(Source data)
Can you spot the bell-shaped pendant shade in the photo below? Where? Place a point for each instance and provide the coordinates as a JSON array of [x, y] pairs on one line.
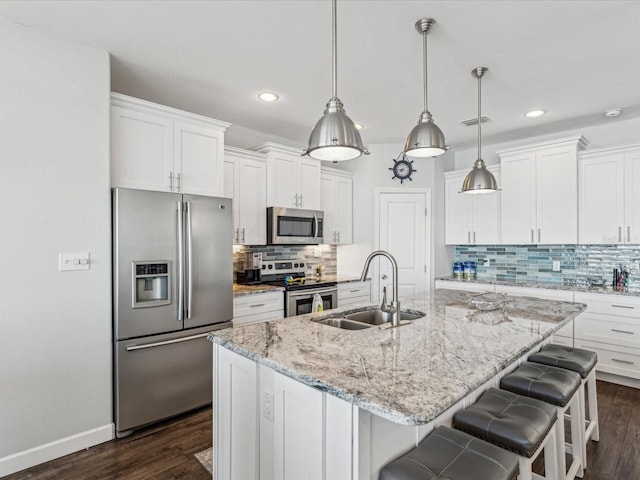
[[335, 136], [425, 139], [479, 179]]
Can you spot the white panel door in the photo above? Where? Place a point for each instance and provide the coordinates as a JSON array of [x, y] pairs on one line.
[[556, 196], [198, 159], [601, 203], [252, 202], [235, 416], [518, 212], [282, 189], [632, 197], [309, 181], [403, 233], [298, 430], [141, 149]]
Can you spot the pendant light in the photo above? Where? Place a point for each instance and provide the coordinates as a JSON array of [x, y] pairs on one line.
[[426, 139], [479, 179], [335, 136]]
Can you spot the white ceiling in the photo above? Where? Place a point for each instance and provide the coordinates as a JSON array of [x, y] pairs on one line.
[[574, 59]]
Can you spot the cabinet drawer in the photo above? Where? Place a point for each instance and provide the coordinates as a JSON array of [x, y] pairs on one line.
[[616, 360], [257, 303], [608, 329], [353, 290], [462, 285], [560, 295], [617, 305]]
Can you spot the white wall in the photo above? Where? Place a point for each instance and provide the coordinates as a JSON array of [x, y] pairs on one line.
[[55, 327], [371, 172]]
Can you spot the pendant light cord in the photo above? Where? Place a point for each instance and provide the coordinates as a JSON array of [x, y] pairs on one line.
[[335, 49], [424, 68]]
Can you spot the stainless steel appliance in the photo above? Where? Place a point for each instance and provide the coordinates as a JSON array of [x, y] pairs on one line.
[[294, 226], [173, 280], [299, 290]]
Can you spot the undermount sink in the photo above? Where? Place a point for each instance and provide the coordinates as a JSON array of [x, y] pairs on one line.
[[366, 319]]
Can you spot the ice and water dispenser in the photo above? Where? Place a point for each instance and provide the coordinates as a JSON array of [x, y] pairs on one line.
[[151, 284]]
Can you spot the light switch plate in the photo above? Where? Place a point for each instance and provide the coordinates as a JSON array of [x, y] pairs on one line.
[[73, 261]]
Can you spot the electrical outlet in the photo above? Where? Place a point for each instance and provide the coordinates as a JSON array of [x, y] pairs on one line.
[[267, 405]]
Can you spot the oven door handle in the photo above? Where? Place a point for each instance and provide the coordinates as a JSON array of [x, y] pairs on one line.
[[311, 292]]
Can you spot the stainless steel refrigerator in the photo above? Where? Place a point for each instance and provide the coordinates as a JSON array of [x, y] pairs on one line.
[[173, 280]]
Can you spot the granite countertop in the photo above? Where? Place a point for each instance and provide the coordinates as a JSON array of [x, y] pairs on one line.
[[629, 291], [410, 374]]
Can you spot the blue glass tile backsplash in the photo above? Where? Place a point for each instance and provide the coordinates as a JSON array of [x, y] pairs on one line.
[[578, 263]]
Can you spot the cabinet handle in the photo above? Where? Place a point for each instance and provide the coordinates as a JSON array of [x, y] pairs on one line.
[[622, 361], [622, 331]]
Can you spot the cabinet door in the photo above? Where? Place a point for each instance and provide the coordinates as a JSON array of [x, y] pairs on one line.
[[632, 197], [601, 202], [251, 201], [518, 211], [141, 149], [282, 187], [556, 196], [329, 205], [457, 208], [309, 181], [298, 430], [198, 159]]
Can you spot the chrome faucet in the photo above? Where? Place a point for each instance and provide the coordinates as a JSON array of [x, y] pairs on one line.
[[394, 308]]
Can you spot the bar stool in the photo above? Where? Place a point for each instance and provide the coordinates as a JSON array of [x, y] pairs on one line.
[[560, 388], [517, 423], [582, 362], [448, 453]]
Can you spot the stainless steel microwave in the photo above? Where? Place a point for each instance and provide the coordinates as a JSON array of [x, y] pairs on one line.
[[294, 226]]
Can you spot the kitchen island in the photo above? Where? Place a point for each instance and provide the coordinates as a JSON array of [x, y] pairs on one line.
[[298, 399]]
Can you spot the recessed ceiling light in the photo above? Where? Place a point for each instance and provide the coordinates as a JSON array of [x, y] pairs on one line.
[[614, 112], [268, 96], [534, 113]]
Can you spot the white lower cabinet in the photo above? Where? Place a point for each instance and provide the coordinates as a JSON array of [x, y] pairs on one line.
[[350, 293], [258, 307]]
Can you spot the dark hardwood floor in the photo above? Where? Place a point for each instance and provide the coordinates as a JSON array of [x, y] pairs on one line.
[[166, 451]]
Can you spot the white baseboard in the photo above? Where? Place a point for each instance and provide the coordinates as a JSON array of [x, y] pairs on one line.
[[620, 380], [58, 448]]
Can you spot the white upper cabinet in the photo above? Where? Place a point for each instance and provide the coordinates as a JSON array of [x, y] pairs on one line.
[[245, 181], [337, 204], [539, 201], [154, 147], [471, 219], [609, 195], [293, 181]]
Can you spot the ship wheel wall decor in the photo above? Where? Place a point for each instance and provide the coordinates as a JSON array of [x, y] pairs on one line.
[[402, 168]]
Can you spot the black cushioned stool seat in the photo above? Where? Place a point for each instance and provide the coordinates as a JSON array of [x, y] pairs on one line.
[[550, 384], [508, 420], [569, 358], [449, 454]]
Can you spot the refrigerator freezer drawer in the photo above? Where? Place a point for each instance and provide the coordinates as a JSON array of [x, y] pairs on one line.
[[161, 376]]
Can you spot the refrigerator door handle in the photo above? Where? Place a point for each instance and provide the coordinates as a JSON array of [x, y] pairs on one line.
[[189, 262], [180, 266], [167, 342]]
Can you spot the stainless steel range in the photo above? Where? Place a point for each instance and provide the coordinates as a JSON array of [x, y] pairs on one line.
[[299, 289]]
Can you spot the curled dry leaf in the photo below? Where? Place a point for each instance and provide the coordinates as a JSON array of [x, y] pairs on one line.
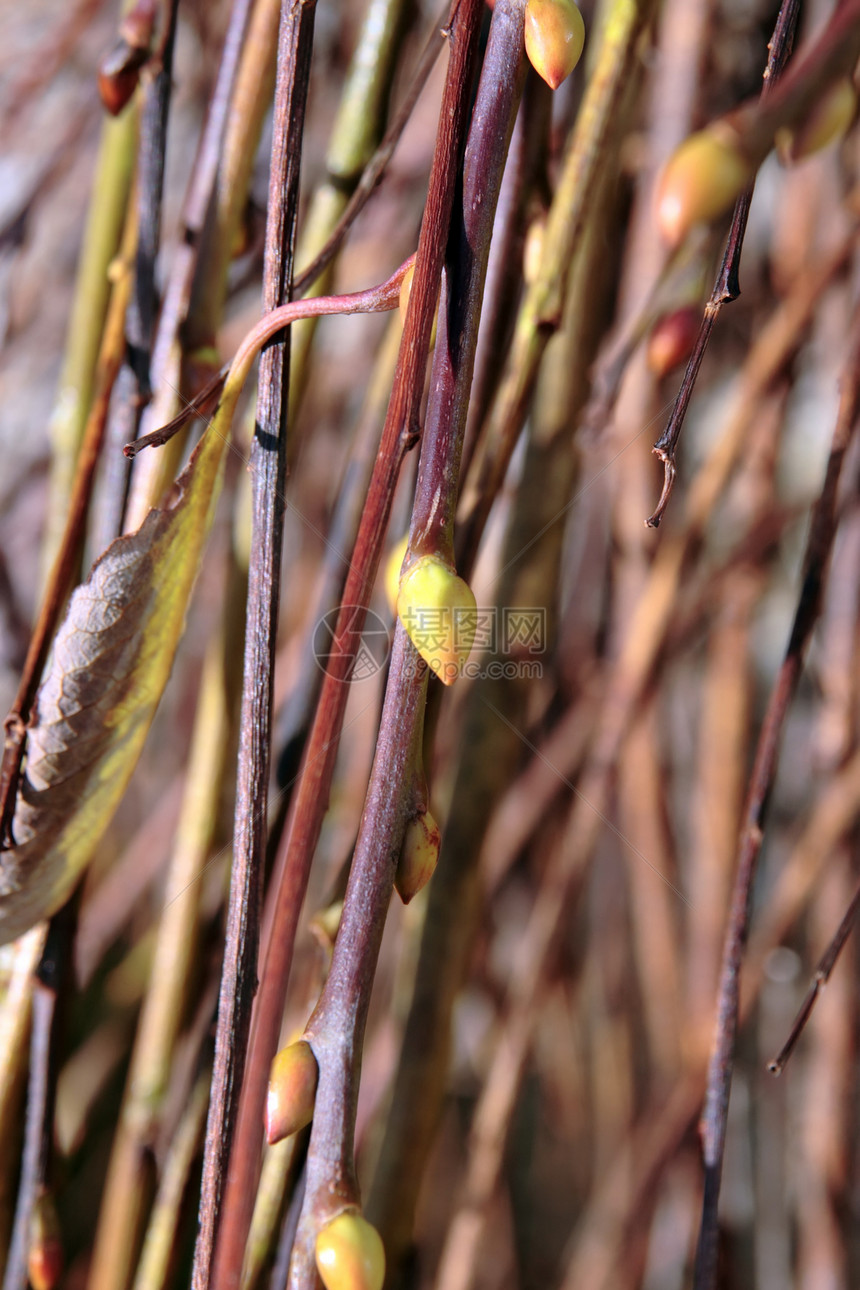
[[108, 666]]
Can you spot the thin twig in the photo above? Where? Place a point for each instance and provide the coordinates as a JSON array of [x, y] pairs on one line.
[[40, 1093], [400, 434], [825, 966], [66, 560], [133, 385], [375, 168], [727, 285], [268, 470], [397, 791], [815, 566]]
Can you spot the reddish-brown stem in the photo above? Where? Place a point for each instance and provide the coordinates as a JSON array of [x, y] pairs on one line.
[[312, 791], [820, 978], [396, 790], [133, 385], [818, 552], [65, 566], [727, 285], [436, 490], [268, 476]]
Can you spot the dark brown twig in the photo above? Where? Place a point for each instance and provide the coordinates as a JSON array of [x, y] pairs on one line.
[[827, 962], [268, 472], [378, 163], [815, 566], [727, 285]]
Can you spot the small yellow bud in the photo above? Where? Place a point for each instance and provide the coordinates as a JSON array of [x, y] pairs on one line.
[[418, 855], [405, 290], [533, 249], [440, 614], [45, 1254], [350, 1254], [700, 181], [555, 39], [672, 339], [828, 121], [392, 572], [292, 1091]]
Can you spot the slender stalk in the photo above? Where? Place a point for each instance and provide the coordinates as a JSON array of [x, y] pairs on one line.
[[133, 386], [164, 1222], [396, 791], [820, 978], [378, 163], [105, 222], [815, 565], [67, 557], [727, 285], [40, 1091], [173, 961], [400, 432], [268, 468], [353, 134], [542, 308], [151, 479]]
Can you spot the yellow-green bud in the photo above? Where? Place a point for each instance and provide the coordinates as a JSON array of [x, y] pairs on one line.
[[45, 1253], [555, 39], [828, 121], [292, 1091], [418, 855], [350, 1254], [672, 339], [440, 614], [393, 565], [700, 181]]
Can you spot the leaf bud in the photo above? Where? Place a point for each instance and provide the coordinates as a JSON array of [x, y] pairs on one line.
[[292, 1091], [393, 565], [350, 1254], [405, 290], [555, 39], [672, 339], [440, 614], [418, 855], [828, 121], [45, 1253], [700, 181]]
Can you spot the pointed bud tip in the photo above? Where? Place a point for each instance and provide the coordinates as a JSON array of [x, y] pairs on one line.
[[700, 181], [292, 1091], [418, 855], [350, 1254], [439, 613], [555, 36], [672, 339]]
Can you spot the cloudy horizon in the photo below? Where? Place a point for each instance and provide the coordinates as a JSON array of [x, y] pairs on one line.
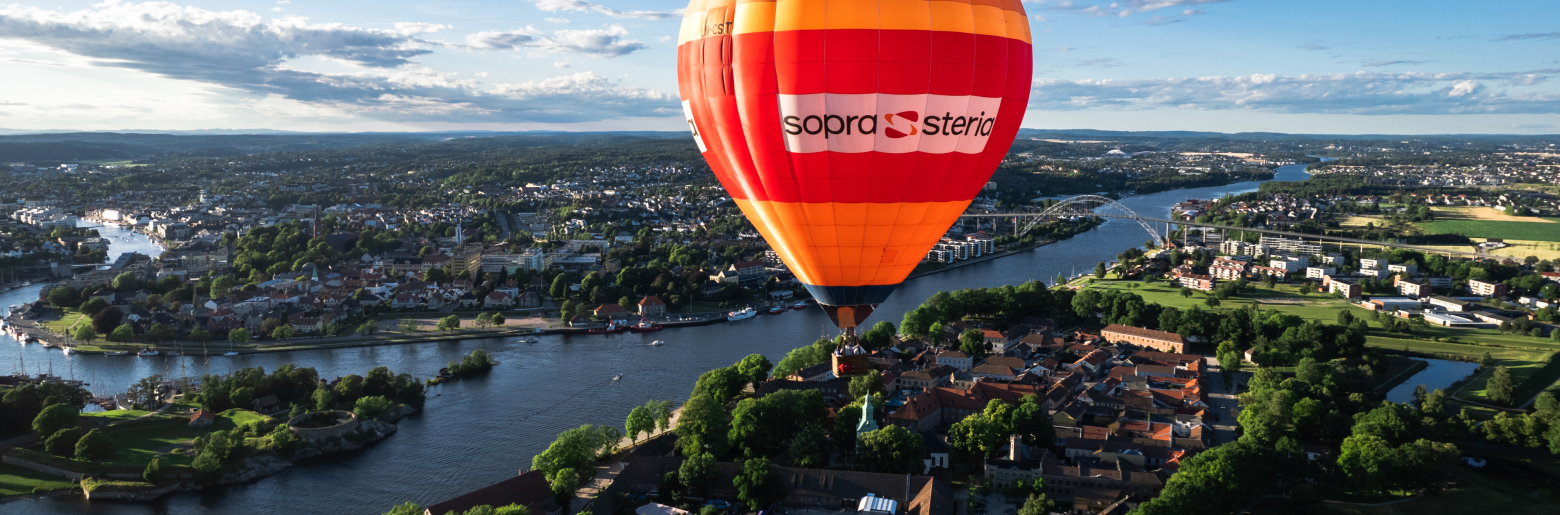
[[1228, 66]]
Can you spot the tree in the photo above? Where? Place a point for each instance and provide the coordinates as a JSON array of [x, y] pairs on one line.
[[696, 470], [153, 472], [1230, 359], [702, 426], [866, 384], [85, 333], [563, 486], [95, 447], [1499, 386], [810, 448], [220, 286], [640, 420], [1038, 504], [757, 484], [63, 442], [721, 384], [1031, 423], [974, 344], [106, 320], [891, 450], [56, 417], [754, 367], [159, 333], [1367, 461], [573, 450]]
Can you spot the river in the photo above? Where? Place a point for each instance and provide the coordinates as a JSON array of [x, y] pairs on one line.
[[478, 431]]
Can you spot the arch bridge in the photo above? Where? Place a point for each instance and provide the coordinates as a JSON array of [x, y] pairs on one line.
[[1028, 217], [1025, 219]]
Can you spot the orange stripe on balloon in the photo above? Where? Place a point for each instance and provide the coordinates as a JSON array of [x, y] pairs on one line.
[[843, 244], [988, 17]]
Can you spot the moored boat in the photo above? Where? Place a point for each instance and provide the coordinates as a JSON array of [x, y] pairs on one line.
[[610, 328], [645, 326]]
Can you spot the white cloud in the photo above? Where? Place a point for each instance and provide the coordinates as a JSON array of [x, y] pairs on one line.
[[245, 55], [1123, 8], [598, 42], [512, 39], [1362, 92], [587, 7]]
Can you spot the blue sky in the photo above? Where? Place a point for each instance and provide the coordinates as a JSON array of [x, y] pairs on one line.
[[1314, 66]]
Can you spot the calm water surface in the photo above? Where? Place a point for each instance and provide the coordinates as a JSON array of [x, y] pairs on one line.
[[479, 431], [1437, 376]]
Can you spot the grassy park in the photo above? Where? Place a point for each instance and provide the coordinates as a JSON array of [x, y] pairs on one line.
[[1529, 358]]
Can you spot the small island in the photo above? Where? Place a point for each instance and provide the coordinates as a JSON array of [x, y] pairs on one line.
[[186, 436]]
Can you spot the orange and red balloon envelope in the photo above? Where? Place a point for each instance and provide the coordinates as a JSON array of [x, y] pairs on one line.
[[854, 133]]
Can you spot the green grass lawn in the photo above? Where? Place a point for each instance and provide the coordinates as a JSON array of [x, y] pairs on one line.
[[1496, 228], [117, 414], [17, 481], [1284, 297], [1531, 369], [1476, 492], [139, 443], [66, 322]]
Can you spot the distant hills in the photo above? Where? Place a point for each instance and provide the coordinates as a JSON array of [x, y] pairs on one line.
[[116, 145]]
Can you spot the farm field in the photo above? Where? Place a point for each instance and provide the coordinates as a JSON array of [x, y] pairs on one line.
(End Source data)
**Task goal**
Only what runs from the line containing "Can you spot the small island" through the final line of the entries above belongs in the answer, restated exactly.

**Response**
Can you spot the small island in the photo above? Where? Place a point for each instance and provide the coordinates as a JSON array of [x, y] pairs on one line.
[[186, 436]]
Can you spot the orange and red balloon envelope in the photo above? Where? Place a point for each instance and provide the coordinates as a JSON array of [x, y] pairs on one line.
[[854, 133]]
Can you spot the green grass lawn in the photo above? Where? Place a point for each instance and provide the coordinates as a JSON array of [x, y] pairs on one line.
[[1496, 228], [117, 414], [17, 481], [1284, 297], [1531, 369], [1476, 492], [139, 443], [66, 322]]
Can you spot the distant hills in the photo above? Where? Place a point for each instance and provide the coordinates as a JSON array of [x, y] pairs on one line.
[[116, 145]]
Can you spot the farm field in the photo above? Where? Place a point for each instance and provide the coordinates as a JSON array of [x, y] pairs on one line.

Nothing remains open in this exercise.